● The task: Pick up the essay about money getting killed after the financial crisis right after its last sentence, and carry on its argument in the same voice.

● Reading text:

----------

Too big to jail and no penalty for ‘moneycide’: our economy after the Great Vaporization

When governments reflate an economy after a financial crisis, a market crash and a recession, we are supposed to get higher inflation and the values of reflated currencies are supposed to go down. Interest rates are supposed to go up. This is what many economists continue to tell us.

But none of this is happening – we are into the fifth year and still waiting. What’s happening?

I am going to try to provide a different answer to this question since economists don’t seem to be doing too good a job. They don’t seem to want to talk about money getting killed even though it is the missing piece of the puzzle. I don’t know why economists won’t talk about it but since I am not an economist, I am free to tell the story of how the murder of money got us to where we are today.

This is largely an American story. But it is in part a Canadian story because of the size and proximity of  Canada to the US, the fact that the US is our closest trading partner and the fact that the US currency is the world’s reserve currency.

----------

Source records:
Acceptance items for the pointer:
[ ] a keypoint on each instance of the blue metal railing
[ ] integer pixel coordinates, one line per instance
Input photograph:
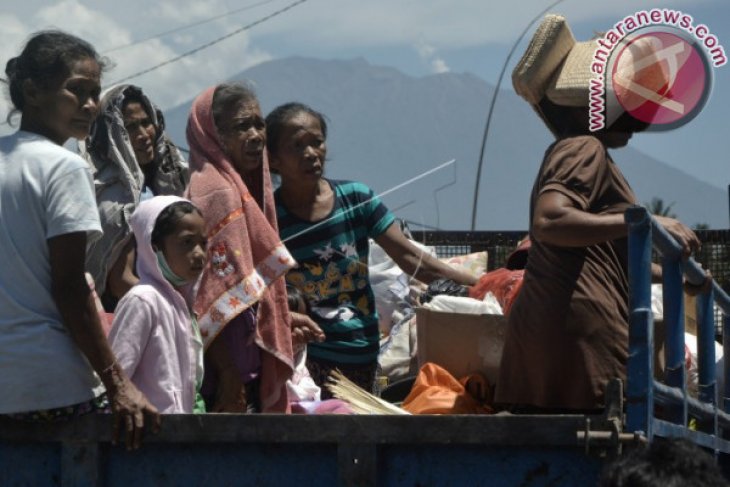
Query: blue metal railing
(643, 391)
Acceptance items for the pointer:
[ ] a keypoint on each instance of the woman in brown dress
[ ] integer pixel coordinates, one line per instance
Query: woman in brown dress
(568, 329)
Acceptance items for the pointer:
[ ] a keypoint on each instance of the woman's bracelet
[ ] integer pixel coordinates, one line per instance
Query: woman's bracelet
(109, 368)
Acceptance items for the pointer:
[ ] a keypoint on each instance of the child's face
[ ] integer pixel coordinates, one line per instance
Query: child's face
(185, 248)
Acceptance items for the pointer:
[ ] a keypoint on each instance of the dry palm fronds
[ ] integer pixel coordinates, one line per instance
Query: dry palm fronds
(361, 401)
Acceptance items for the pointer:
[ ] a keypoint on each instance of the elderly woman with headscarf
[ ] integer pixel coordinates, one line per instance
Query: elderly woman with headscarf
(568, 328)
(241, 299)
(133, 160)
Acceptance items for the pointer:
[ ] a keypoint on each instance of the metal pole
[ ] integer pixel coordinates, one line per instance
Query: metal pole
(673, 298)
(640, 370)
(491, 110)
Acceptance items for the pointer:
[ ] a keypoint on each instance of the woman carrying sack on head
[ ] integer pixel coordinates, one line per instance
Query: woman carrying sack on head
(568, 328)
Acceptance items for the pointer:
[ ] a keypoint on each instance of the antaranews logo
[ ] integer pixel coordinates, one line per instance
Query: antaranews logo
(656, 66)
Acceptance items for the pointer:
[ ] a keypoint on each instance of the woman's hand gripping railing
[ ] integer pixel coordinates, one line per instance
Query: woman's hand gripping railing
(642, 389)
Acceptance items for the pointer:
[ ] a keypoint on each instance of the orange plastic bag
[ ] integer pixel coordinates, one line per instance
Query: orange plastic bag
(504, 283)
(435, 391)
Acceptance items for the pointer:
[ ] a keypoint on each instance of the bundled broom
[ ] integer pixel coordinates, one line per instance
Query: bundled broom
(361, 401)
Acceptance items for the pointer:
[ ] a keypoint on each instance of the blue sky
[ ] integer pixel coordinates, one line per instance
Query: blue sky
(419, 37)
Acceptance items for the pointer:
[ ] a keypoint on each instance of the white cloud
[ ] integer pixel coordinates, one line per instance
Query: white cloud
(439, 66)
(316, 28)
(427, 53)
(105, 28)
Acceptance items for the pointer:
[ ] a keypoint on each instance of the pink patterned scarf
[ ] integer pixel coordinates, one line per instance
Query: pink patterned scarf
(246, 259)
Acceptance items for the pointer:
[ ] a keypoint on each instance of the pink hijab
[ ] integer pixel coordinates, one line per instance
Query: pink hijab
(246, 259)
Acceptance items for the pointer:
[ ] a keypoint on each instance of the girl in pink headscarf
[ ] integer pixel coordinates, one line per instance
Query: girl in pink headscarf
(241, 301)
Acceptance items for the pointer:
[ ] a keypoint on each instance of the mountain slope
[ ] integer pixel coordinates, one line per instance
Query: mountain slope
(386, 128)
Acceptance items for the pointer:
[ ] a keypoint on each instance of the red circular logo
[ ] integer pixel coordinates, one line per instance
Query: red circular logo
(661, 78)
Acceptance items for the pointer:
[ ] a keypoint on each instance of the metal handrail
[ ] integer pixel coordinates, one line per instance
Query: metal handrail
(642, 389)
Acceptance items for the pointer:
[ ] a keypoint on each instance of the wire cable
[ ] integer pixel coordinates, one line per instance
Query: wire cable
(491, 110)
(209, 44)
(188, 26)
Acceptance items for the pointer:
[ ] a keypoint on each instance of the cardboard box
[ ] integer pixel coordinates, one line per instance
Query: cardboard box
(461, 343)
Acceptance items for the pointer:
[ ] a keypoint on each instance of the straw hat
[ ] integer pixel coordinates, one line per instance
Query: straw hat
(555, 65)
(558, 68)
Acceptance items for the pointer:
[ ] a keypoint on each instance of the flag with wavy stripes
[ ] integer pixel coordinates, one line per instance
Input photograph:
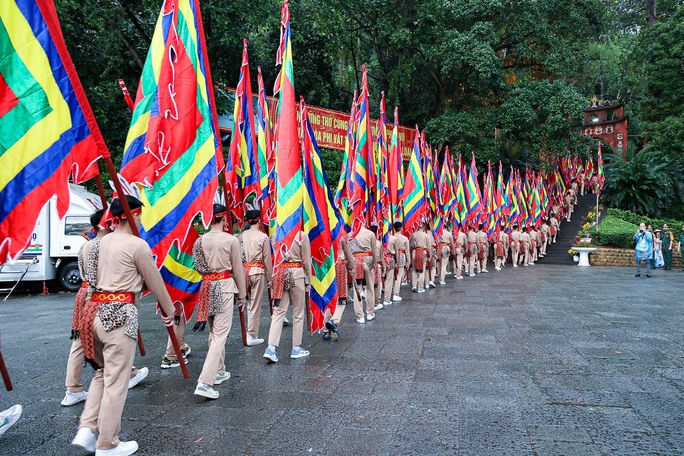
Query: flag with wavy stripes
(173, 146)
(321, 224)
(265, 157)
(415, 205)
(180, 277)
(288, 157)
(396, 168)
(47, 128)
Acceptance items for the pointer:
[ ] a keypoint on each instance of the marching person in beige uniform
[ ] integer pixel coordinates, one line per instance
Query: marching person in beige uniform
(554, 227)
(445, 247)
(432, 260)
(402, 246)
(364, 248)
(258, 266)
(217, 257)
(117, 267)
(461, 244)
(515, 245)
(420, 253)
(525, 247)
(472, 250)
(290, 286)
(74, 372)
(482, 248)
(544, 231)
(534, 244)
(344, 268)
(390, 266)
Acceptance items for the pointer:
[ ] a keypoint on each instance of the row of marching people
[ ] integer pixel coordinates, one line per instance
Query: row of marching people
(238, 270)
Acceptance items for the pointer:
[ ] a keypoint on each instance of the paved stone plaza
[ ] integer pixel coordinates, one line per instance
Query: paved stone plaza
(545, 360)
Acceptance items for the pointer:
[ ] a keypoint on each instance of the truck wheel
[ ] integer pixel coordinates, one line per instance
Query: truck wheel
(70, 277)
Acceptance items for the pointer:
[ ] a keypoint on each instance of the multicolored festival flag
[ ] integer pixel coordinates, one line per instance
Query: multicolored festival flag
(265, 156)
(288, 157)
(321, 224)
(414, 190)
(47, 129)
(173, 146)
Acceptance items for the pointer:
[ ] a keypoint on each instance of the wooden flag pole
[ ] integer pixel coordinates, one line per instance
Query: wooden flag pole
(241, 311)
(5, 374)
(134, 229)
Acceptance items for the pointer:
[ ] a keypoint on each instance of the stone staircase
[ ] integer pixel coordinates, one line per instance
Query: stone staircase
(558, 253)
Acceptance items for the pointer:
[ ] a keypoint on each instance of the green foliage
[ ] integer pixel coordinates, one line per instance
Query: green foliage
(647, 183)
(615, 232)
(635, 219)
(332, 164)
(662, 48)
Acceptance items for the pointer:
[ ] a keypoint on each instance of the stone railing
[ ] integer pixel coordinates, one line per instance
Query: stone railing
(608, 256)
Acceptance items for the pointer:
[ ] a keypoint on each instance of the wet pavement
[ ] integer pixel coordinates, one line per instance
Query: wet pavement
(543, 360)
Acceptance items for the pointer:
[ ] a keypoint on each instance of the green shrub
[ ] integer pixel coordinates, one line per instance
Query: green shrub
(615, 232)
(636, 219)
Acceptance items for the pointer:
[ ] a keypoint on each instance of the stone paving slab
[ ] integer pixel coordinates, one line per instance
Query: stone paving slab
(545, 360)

----------

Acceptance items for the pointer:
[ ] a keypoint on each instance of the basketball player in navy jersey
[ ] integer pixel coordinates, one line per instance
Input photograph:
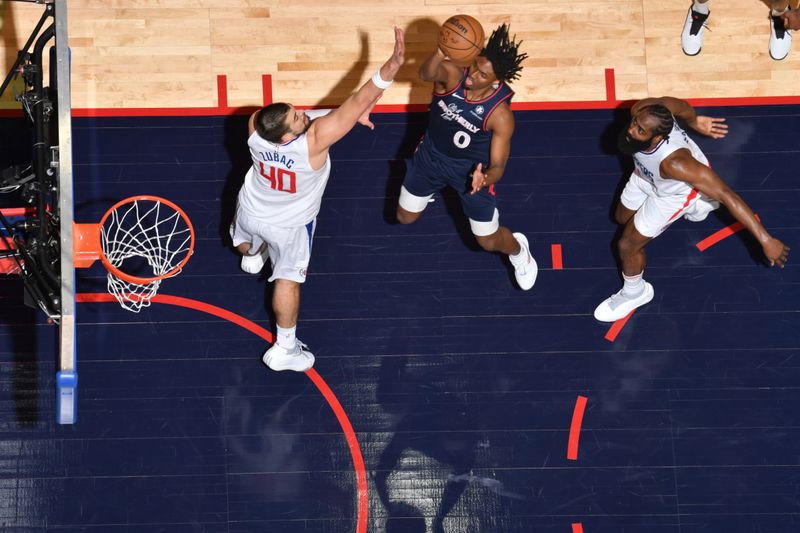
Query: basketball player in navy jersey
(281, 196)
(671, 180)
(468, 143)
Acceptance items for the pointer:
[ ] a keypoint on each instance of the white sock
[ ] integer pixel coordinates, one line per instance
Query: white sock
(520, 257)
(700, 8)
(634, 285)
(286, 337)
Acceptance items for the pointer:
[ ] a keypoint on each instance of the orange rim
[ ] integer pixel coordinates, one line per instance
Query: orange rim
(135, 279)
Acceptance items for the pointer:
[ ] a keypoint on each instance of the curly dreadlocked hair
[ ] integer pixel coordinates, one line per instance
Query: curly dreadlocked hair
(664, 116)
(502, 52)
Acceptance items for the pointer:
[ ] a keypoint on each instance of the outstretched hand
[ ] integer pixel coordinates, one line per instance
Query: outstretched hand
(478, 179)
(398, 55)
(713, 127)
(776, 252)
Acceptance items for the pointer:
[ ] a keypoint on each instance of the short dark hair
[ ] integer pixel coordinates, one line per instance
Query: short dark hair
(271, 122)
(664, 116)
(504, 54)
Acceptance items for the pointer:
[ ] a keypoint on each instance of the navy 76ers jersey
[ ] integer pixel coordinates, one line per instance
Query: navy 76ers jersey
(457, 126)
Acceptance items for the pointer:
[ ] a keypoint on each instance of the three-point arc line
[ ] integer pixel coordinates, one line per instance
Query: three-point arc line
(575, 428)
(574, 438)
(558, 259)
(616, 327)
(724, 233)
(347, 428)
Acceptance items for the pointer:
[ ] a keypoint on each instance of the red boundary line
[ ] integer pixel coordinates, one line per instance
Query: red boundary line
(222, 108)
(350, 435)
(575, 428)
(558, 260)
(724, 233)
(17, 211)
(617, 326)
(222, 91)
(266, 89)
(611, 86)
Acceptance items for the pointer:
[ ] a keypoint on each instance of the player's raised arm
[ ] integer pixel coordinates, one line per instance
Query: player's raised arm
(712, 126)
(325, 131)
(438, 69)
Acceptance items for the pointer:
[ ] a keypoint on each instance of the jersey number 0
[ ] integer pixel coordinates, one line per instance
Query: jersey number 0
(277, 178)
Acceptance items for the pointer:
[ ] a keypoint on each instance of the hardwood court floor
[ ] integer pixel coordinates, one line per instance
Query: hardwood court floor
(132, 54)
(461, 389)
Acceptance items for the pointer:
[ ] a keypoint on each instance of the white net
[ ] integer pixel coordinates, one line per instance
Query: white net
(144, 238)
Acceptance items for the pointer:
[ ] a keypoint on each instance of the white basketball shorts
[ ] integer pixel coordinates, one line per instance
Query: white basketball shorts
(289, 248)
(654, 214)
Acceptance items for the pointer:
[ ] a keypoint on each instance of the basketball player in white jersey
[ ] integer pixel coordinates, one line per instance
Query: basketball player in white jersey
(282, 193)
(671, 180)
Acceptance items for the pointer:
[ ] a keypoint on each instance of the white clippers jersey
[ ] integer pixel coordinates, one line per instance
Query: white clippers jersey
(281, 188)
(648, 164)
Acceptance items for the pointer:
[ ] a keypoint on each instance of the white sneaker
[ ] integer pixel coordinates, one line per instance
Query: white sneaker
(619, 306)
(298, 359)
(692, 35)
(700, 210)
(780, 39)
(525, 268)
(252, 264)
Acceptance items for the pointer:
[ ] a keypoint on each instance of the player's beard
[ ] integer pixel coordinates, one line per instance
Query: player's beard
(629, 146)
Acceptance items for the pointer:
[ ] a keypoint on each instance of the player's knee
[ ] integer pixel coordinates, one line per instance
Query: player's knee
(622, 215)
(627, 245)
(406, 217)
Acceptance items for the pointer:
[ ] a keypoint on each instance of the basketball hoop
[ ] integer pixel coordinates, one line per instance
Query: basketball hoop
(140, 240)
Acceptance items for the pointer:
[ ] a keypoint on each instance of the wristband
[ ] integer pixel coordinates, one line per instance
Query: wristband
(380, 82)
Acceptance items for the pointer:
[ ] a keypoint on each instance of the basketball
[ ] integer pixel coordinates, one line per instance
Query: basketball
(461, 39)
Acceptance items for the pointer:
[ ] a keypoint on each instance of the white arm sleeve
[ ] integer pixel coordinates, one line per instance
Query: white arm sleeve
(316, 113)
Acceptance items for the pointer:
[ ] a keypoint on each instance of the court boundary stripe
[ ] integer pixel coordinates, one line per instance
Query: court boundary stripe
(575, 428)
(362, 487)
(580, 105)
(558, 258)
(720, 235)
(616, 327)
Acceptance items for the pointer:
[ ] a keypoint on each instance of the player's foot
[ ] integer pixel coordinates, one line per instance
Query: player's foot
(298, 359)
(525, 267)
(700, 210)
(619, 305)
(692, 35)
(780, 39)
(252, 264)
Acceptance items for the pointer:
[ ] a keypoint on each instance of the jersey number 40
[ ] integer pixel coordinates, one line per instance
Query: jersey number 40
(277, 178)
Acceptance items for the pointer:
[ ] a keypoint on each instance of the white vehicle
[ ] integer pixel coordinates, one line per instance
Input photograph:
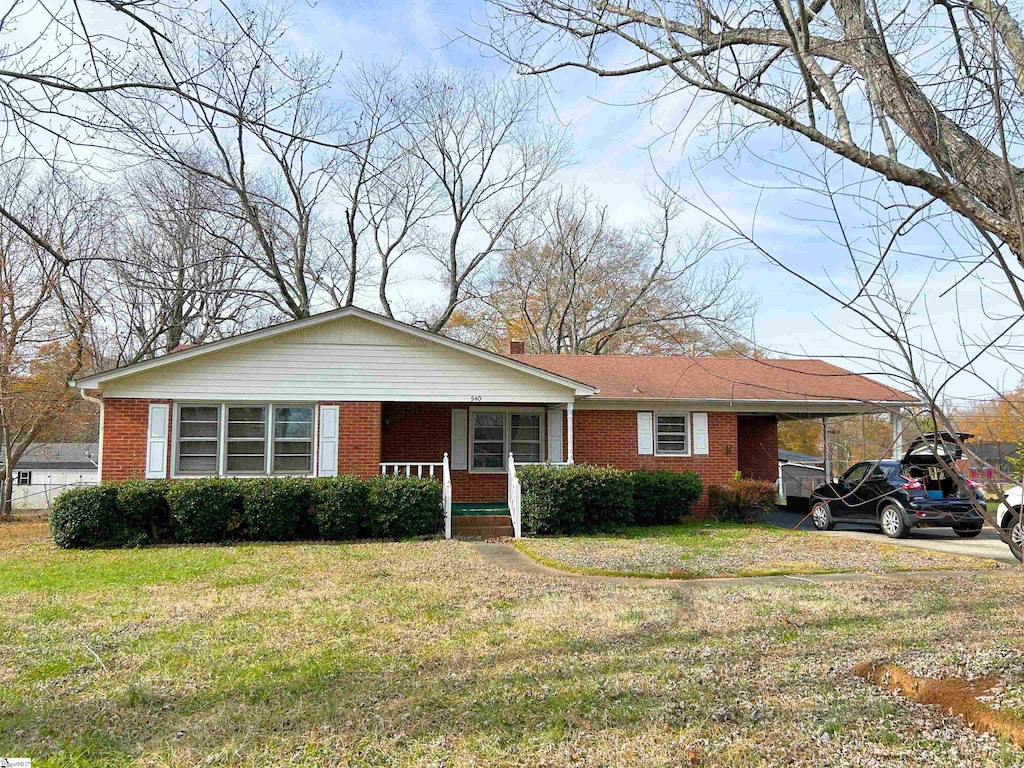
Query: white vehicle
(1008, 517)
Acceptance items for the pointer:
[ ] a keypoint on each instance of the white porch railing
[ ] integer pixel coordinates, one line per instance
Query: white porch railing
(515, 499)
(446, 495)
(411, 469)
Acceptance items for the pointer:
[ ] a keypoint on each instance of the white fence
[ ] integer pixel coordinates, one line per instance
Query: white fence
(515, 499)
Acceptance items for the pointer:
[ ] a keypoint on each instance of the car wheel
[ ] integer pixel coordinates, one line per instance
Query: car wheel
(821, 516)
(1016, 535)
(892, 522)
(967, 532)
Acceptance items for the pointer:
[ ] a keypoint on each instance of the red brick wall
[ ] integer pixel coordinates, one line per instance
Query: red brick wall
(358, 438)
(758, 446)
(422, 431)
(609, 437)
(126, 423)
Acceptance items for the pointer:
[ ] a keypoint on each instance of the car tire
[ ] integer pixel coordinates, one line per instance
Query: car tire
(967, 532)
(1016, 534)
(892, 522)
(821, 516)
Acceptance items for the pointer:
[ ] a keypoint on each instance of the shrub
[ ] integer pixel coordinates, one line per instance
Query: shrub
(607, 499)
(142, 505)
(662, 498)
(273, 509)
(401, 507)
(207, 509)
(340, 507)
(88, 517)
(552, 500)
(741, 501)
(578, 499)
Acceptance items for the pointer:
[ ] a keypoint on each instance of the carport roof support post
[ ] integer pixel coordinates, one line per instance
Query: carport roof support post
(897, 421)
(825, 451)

----------

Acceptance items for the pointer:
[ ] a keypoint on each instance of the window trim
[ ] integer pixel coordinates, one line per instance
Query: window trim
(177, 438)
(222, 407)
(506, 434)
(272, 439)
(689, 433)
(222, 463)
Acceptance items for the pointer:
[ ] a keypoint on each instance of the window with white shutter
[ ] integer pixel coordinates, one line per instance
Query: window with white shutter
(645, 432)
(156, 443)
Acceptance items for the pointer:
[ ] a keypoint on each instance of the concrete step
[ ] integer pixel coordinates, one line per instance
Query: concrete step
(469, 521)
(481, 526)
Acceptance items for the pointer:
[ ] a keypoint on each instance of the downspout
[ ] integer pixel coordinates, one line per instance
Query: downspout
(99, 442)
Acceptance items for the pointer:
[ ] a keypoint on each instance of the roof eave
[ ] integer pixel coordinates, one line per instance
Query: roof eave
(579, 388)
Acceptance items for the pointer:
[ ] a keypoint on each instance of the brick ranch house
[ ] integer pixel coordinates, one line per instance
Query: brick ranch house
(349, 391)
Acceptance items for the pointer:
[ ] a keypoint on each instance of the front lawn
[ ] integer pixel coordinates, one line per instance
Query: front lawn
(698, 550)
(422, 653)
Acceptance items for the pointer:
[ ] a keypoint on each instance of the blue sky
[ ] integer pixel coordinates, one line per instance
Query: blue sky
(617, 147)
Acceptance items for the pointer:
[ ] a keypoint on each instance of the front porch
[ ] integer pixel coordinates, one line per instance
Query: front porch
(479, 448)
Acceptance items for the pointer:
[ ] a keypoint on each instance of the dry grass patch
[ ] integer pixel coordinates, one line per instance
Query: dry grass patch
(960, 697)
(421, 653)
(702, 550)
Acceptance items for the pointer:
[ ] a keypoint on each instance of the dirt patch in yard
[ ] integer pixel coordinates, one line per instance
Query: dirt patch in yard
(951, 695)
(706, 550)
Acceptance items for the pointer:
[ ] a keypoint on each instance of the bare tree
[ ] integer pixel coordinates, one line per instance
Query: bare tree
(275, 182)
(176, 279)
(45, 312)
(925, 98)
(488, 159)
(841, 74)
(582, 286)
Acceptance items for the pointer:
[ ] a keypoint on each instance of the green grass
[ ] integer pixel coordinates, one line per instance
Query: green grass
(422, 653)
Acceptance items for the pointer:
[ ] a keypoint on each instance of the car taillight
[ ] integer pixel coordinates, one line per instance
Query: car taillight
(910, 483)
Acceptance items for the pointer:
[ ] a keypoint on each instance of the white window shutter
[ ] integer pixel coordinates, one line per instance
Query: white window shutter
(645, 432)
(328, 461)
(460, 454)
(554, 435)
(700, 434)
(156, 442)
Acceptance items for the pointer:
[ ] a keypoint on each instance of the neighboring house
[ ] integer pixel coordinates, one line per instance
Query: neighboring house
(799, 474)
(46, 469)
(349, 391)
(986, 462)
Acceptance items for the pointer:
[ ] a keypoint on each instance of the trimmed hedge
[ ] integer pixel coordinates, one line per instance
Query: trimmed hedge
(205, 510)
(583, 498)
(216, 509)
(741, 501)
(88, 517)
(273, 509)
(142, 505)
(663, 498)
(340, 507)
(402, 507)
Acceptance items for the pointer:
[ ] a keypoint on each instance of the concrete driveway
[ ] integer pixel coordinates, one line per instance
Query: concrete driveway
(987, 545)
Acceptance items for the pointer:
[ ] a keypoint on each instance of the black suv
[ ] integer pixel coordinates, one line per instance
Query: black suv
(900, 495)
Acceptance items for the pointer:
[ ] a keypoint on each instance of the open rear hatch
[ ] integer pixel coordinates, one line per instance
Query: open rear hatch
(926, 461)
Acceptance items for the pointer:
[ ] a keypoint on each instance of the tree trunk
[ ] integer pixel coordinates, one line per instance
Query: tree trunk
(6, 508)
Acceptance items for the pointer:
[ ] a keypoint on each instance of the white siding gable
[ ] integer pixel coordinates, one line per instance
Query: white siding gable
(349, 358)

----------

● Exercise answer:
The story starts in the first years of the new millennium. Three gangs who were trying to make money in new ways rode into the economy and murdered a lot of money.  They took an unbelievably large bag of money out behind the barn – amount unknown – shot it, set it ablaze and left it for dead. Five years later, it turns out that these gangs were not just too big to fail, they were also too big to jail. There seems to be no law protecting an economy from ‘moneycide’.

The way they did this is a matter of public record. The first gang sold mortgages to people they knew would not be able to pay them. The second created their own securities bundling these bad mortgages into something called collateralized debt obligations (CDO’s or funny money) and sold them for real money. A third gang insured this money through something called credit default swaps and tried to set fire to the CDO’s since that’s the only way they could collect on their insurance.

To make a long story short, when the whole thing blew up in 2008-09 causing what I call the ‘Great Vaporization’, there was a whole lot less money around. Why? Because no one would any longer use real money to buy funny money once they realized it was funny money, insurance policies wouldn’t pay off when arson was suspected and you can’t use a house as collateral to pay off a debt if the house is worth less than the money owed on it.

With that, there was no longer enough real money in town to run the economy. So the usual things happened: liquidity dried up, unemployment shot up, markets crashed, and GDP plummeted.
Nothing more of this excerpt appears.